▸ What to do:
Every entry below should be reproduced exactly, with all pictures left out.

▸ Records to process:
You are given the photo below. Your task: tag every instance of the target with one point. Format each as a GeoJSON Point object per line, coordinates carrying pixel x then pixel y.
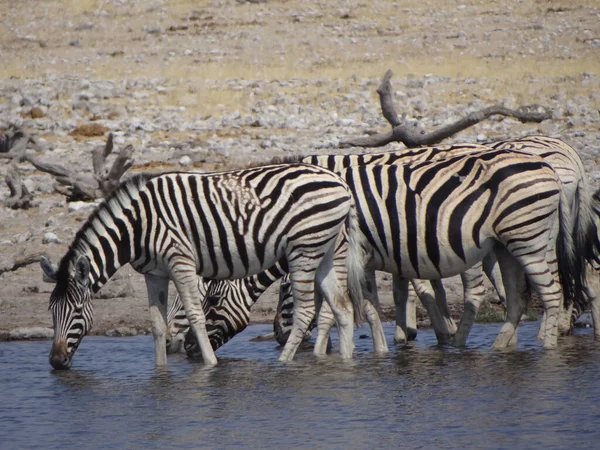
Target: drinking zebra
{"type": "Point", "coordinates": [219, 225]}
{"type": "Point", "coordinates": [444, 178]}
{"type": "Point", "coordinates": [227, 306]}
{"type": "Point", "coordinates": [237, 301]}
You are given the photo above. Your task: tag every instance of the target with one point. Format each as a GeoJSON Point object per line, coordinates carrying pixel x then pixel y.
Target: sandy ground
{"type": "Point", "coordinates": [221, 84]}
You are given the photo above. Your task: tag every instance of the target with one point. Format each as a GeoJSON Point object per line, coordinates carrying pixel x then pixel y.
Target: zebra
{"type": "Point", "coordinates": [227, 306]}
{"type": "Point", "coordinates": [568, 166]}
{"type": "Point", "coordinates": [219, 225]}
{"type": "Point", "coordinates": [432, 175]}
{"type": "Point", "coordinates": [238, 289]}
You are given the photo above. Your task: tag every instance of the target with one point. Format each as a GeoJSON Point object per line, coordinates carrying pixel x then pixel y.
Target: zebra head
{"type": "Point", "coordinates": [71, 308]}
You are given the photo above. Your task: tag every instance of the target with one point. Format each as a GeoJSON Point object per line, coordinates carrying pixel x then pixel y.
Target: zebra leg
{"type": "Point", "coordinates": [401, 294]}
{"type": "Point", "coordinates": [542, 330]}
{"type": "Point", "coordinates": [494, 274]}
{"type": "Point", "coordinates": [474, 294]}
{"type": "Point", "coordinates": [512, 274]}
{"type": "Point", "coordinates": [158, 290]}
{"type": "Point", "coordinates": [595, 307]}
{"type": "Point", "coordinates": [325, 321]}
{"type": "Point", "coordinates": [428, 297]}
{"type": "Point", "coordinates": [186, 283]}
{"type": "Point", "coordinates": [302, 278]}
{"type": "Point", "coordinates": [442, 305]}
{"type": "Point", "coordinates": [339, 301]}
{"type": "Point", "coordinates": [372, 313]}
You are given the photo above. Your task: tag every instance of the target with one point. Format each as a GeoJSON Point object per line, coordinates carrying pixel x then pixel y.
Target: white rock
{"type": "Point", "coordinates": [185, 160]}
{"type": "Point", "coordinates": [81, 206]}
{"type": "Point", "coordinates": [31, 333]}
{"type": "Point", "coordinates": [50, 238]}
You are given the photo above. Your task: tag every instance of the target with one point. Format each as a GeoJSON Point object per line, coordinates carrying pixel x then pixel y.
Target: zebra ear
{"type": "Point", "coordinates": [82, 270]}
{"type": "Point", "coordinates": [49, 270]}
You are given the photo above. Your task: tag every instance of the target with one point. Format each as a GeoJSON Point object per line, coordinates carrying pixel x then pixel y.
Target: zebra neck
{"type": "Point", "coordinates": [106, 250]}
{"type": "Point", "coordinates": [256, 285]}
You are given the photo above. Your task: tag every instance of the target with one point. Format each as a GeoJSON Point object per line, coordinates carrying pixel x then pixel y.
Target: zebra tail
{"type": "Point", "coordinates": [593, 236]}
{"type": "Point", "coordinates": [571, 258]}
{"type": "Point", "coordinates": [355, 262]}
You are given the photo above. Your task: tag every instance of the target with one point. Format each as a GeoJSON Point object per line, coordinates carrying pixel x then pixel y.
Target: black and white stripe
{"type": "Point", "coordinates": [227, 306]}
{"type": "Point", "coordinates": [385, 242]}
{"type": "Point", "coordinates": [220, 225]}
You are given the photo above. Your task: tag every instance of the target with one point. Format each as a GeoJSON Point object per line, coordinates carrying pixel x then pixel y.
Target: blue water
{"type": "Point", "coordinates": [418, 396]}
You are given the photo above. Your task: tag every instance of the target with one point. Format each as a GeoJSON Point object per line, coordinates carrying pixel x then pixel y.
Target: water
{"type": "Point", "coordinates": [419, 396]}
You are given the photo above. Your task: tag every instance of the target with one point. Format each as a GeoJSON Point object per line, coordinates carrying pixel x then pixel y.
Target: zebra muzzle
{"type": "Point", "coordinates": [59, 356]}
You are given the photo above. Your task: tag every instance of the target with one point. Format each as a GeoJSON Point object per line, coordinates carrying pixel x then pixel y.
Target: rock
{"type": "Point", "coordinates": [585, 320]}
{"type": "Point", "coordinates": [185, 160]}
{"type": "Point", "coordinates": [51, 238]}
{"type": "Point", "coordinates": [90, 130]}
{"type": "Point", "coordinates": [81, 207]}
{"type": "Point", "coordinates": [121, 331]}
{"type": "Point", "coordinates": [26, 333]}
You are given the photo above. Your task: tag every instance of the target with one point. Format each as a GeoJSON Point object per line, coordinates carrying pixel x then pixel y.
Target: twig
{"type": "Point", "coordinates": [413, 135]}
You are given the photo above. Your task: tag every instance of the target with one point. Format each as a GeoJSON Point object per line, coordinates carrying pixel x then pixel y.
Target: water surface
{"type": "Point", "coordinates": [418, 396]}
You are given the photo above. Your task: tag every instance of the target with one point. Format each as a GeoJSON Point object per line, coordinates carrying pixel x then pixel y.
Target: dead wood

▸ Answer space:
You are given the photo below. Your task: tag every instance of the target with one point. Format each as a GeoJSON Point object per line, coordinates carrying pixel x then pixel y.
Target: drinking zebra
{"type": "Point", "coordinates": [219, 225]}
{"type": "Point", "coordinates": [444, 178]}
{"type": "Point", "coordinates": [227, 306]}
{"type": "Point", "coordinates": [237, 301]}
You are given the photo above. Your task: tag every instance of the target with one point. Format each as a GeoJSON Point object per line, coordinates carrying pixel x then pixel y.
Target: sandy ground
{"type": "Point", "coordinates": [221, 84]}
You are given the photo above. Your task: tag every instance of the target with one point. Format each as a GeoJSON Point object per line, coordinates carrying pixel x then pixel y.
Target: zebra
{"type": "Point", "coordinates": [227, 306]}
{"type": "Point", "coordinates": [568, 166]}
{"type": "Point", "coordinates": [219, 225]}
{"type": "Point", "coordinates": [432, 175]}
{"type": "Point", "coordinates": [238, 289]}
You are given the photo above. Your task: tag every instance of the target with one point. Format each as a GeoJSON Point object per line, coordinates carrying pixel x then pixel y.
Target: zebra head
{"type": "Point", "coordinates": [71, 308]}
You are given the photo above. Your task: tag every instance of the target with one point. Format each as a GeoJSON Point object per line, coordinates carrying pixel x then pixel y.
Target: zebra leg
{"type": "Point", "coordinates": [401, 294]}
{"type": "Point", "coordinates": [542, 330]}
{"type": "Point", "coordinates": [494, 274]}
{"type": "Point", "coordinates": [474, 294]}
{"type": "Point", "coordinates": [512, 274]}
{"type": "Point", "coordinates": [158, 290]}
{"type": "Point", "coordinates": [595, 307]}
{"type": "Point", "coordinates": [325, 321]}
{"type": "Point", "coordinates": [428, 297]}
{"type": "Point", "coordinates": [186, 283]}
{"type": "Point", "coordinates": [302, 278]}
{"type": "Point", "coordinates": [442, 305]}
{"type": "Point", "coordinates": [339, 301]}
{"type": "Point", "coordinates": [372, 313]}
You are given the photo above. Your task: tag every instance of the target with one point. Format each as a GeoJSON Point object per line, coordinates carrying pixel x then pixel y.
Target: white rock
{"type": "Point", "coordinates": [185, 160]}
{"type": "Point", "coordinates": [81, 206]}
{"type": "Point", "coordinates": [31, 333]}
{"type": "Point", "coordinates": [50, 238]}
You are given the photo above. Your task: tag every instance of the target with one point. Format each as a GeoJSON Point object per line, coordinates carrying pixel x then pixel y.
Target: zebra ear
{"type": "Point", "coordinates": [82, 270]}
{"type": "Point", "coordinates": [49, 270]}
You are given the photo above. Your task: tag every instance of the target with one point. Format each as a GeoJSON Point object per line, coordinates carrying pixel x then pixel y.
Target: zebra neck
{"type": "Point", "coordinates": [106, 250]}
{"type": "Point", "coordinates": [256, 285]}
You are given the photo above. Your task: tag every instance of the target with one point. Format each as a GeoJSON Point object per line, coordinates carrying pixel x then pixel y.
Target: zebra tail
{"type": "Point", "coordinates": [593, 236]}
{"type": "Point", "coordinates": [571, 258]}
{"type": "Point", "coordinates": [355, 262]}
You are given the photo above. Your task: tag every instance of the target with one point. Format each as a GeoJSON Point object per line, coordinates carrying pixel x then pixel y.
Target: black and white stripe
{"type": "Point", "coordinates": [227, 306]}
{"type": "Point", "coordinates": [385, 242]}
{"type": "Point", "coordinates": [220, 225]}
You are given the photo above. Your task: tag every instance of the target with one point. Format each as a GeoJSON Point object per line, coordinates carrying pixel x then pixel y.
Target: blue water
{"type": "Point", "coordinates": [418, 396]}
You are given the photo above. Your task: tag every instance of the target with one point. Format each as a GeoJSON Point object per line, coordinates carrying pixel x then pixel y.
Target: water
{"type": "Point", "coordinates": [419, 396]}
You are given the photo above. Your task: tag every instance of the target with one point. Format each as a GeoJSON Point object per line, coordinates carrying pixel x then pixel y.
Target: zebra muzzle
{"type": "Point", "coordinates": [59, 356]}
You are given the photo above. Your task: tag every instance of the target with one point. Format each as a GeoJSON Point object per line, coordinates carrying pixel x then pixel y.
Target: rock
{"type": "Point", "coordinates": [585, 320]}
{"type": "Point", "coordinates": [185, 160]}
{"type": "Point", "coordinates": [51, 238]}
{"type": "Point", "coordinates": [90, 130]}
{"type": "Point", "coordinates": [81, 207]}
{"type": "Point", "coordinates": [121, 331]}
{"type": "Point", "coordinates": [26, 333]}
You are given the photo above. Your task: tag every instance of the target with one point. Format each as a GeoJSON Point object per line, coordinates carrying pixel x then pixel y.
Target: twig
{"type": "Point", "coordinates": [413, 135]}
You are given the photo above. Your task: tag every instance of the target with one point. Format each as a GeoJSON Point object per line, coordinates carrying pixel x then pixel y.
Target: water surface
{"type": "Point", "coordinates": [418, 396]}
You are given the photo above. Your task: tag every instance of the target with one point. Format each as a GeoJSON Point object per line, coordinates carrying pixel x then pixel y.
Target: dead wood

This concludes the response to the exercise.